▶ _DIRECTIVE_: Return every line of the data below that contains the word "hind".

[Dataset rows]
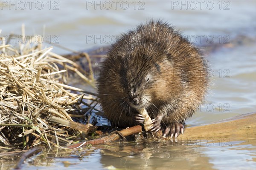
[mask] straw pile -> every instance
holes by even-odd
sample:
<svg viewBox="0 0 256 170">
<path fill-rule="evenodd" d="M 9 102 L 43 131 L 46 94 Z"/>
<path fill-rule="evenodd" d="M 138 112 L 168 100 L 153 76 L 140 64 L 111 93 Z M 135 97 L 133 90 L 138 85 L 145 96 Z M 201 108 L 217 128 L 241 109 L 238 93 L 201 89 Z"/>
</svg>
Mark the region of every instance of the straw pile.
<svg viewBox="0 0 256 170">
<path fill-rule="evenodd" d="M 0 148 L 66 146 L 94 130 L 71 118 L 82 118 L 97 104 L 96 94 L 65 84 L 71 72 L 92 82 L 79 65 L 51 52 L 52 47 L 43 49 L 33 42 L 14 47 L 2 42 Z"/>
</svg>

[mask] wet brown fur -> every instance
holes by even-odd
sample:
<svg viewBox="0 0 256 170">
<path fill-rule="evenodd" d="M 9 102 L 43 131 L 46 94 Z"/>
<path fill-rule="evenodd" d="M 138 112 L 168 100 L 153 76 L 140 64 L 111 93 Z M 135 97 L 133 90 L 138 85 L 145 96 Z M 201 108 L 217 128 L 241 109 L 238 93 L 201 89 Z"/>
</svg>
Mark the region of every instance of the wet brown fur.
<svg viewBox="0 0 256 170">
<path fill-rule="evenodd" d="M 97 86 L 103 111 L 113 126 L 137 124 L 129 102 L 134 87 L 141 100 L 138 107 L 145 107 L 151 118 L 162 116 L 161 126 L 190 117 L 203 101 L 207 61 L 166 23 L 151 20 L 123 34 L 107 55 Z"/>
</svg>

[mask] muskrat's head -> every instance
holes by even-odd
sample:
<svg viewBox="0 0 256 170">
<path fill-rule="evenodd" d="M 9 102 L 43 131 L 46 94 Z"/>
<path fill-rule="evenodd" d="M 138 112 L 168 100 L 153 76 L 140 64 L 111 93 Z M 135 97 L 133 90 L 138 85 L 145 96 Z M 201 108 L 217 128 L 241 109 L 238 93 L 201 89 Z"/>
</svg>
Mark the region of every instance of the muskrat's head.
<svg viewBox="0 0 256 170">
<path fill-rule="evenodd" d="M 166 77 L 164 77 L 170 74 L 172 67 L 167 55 L 133 52 L 122 60 L 120 77 L 126 102 L 134 108 L 147 108 L 153 104 L 152 100 L 165 91 L 163 84 L 165 84 Z"/>
</svg>

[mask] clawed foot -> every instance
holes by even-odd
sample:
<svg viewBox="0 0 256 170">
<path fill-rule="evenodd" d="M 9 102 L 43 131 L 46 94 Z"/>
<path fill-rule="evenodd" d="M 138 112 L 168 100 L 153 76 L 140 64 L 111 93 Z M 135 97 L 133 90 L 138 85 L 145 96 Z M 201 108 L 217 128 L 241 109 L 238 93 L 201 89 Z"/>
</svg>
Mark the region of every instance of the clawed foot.
<svg viewBox="0 0 256 170">
<path fill-rule="evenodd" d="M 180 134 L 180 133 L 183 134 L 184 129 L 185 127 L 182 123 L 178 122 L 173 123 L 167 126 L 164 130 L 163 136 L 165 137 L 169 135 L 170 135 L 170 137 L 172 138 L 174 135 L 175 138 L 177 138 Z"/>
</svg>

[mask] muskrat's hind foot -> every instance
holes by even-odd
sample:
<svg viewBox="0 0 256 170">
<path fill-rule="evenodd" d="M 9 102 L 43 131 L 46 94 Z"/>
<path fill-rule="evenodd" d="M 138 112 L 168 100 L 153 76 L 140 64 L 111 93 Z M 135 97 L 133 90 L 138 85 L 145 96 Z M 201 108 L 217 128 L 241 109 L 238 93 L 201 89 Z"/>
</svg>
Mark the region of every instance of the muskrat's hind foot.
<svg viewBox="0 0 256 170">
<path fill-rule="evenodd" d="M 177 138 L 180 134 L 180 133 L 183 134 L 184 129 L 185 127 L 182 123 L 173 123 L 166 127 L 163 136 L 165 137 L 169 135 L 170 138 L 172 138 L 174 135 L 174 137 Z"/>
</svg>

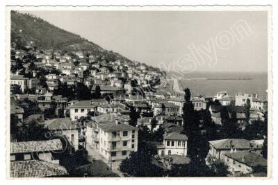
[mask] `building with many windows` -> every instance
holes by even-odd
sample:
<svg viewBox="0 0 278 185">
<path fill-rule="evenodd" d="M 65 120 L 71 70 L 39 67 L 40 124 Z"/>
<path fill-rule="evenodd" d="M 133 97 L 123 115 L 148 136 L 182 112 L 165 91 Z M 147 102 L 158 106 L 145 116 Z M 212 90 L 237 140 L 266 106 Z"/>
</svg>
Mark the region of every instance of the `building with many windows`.
<svg viewBox="0 0 278 185">
<path fill-rule="evenodd" d="M 128 123 L 117 114 L 95 116 L 87 123 L 87 144 L 98 151 L 113 168 L 117 168 L 131 152 L 137 151 L 138 128 Z"/>
<path fill-rule="evenodd" d="M 163 136 L 163 144 L 158 146 L 158 154 L 165 155 L 187 155 L 188 138 L 184 134 L 172 132 Z"/>
</svg>

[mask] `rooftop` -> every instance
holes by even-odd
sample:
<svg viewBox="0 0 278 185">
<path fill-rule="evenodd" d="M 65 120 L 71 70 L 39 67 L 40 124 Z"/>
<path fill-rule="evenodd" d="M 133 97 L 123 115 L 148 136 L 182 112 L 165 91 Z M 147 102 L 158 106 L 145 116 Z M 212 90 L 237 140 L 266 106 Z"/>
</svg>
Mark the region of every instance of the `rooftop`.
<svg viewBox="0 0 278 185">
<path fill-rule="evenodd" d="M 72 123 L 70 118 L 54 118 L 46 121 L 44 124 L 50 130 L 77 130 L 79 126 Z"/>
<path fill-rule="evenodd" d="M 102 124 L 99 125 L 99 127 L 101 130 L 106 132 L 117 132 L 122 130 L 138 130 L 137 127 L 133 127 L 128 124 L 124 123 L 108 123 L 108 124 Z"/>
<path fill-rule="evenodd" d="M 224 155 L 250 167 L 267 166 L 268 165 L 267 160 L 265 158 L 250 152 L 240 151 L 224 154 Z"/>
<path fill-rule="evenodd" d="M 119 88 L 117 87 L 113 87 L 113 86 L 110 86 L 110 85 L 102 85 L 99 86 L 100 90 L 101 91 L 122 91 L 124 89 L 122 88 Z M 94 85 L 92 87 L 92 91 L 95 91 L 96 89 L 96 85 Z"/>
<path fill-rule="evenodd" d="M 219 150 L 250 148 L 250 141 L 244 139 L 225 139 L 208 141 L 214 148 Z"/>
<path fill-rule="evenodd" d="M 181 134 L 179 132 L 172 132 L 170 134 L 166 134 L 163 137 L 165 140 L 181 140 L 181 141 L 187 141 L 188 138 L 186 134 Z"/>
<path fill-rule="evenodd" d="M 10 176 L 14 177 L 47 177 L 67 175 L 65 167 L 38 160 L 10 162 Z"/>
<path fill-rule="evenodd" d="M 28 80 L 28 78 L 24 78 L 23 75 L 17 75 L 10 77 L 10 80 Z"/>
<path fill-rule="evenodd" d="M 171 155 L 164 157 L 165 159 L 171 159 L 173 164 L 189 164 L 190 159 L 183 155 Z"/>
<path fill-rule="evenodd" d="M 11 142 L 10 153 L 28 153 L 33 152 L 46 152 L 63 150 L 60 139 L 47 141 L 32 141 L 22 142 Z"/>
</svg>

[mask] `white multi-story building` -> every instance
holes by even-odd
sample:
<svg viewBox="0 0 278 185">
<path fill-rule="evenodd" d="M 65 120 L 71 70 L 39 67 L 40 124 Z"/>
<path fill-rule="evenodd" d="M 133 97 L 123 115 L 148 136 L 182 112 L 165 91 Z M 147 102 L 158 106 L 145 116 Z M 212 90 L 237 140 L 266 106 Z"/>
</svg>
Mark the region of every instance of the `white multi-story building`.
<svg viewBox="0 0 278 185">
<path fill-rule="evenodd" d="M 137 151 L 138 129 L 116 114 L 94 117 L 87 123 L 85 137 L 87 143 L 113 168 L 118 168 L 131 152 Z"/>
<path fill-rule="evenodd" d="M 187 141 L 186 134 L 179 132 L 165 134 L 163 136 L 163 145 L 158 148 L 158 153 L 164 155 L 187 155 Z"/>
<path fill-rule="evenodd" d="M 251 108 L 263 110 L 267 107 L 268 101 L 266 100 L 260 98 L 257 94 L 245 94 L 236 93 L 236 105 L 244 106 L 246 104 L 247 99 L 250 100 Z"/>
<path fill-rule="evenodd" d="M 216 96 L 213 98 L 213 100 L 218 100 L 223 106 L 229 105 L 231 100 L 229 94 L 227 91 L 219 91 L 216 94 Z"/>
</svg>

▶ _RESULT_:
[mask] muskrat's hind foot -> every instance
Mark the region of every instance of the muskrat's hind foot.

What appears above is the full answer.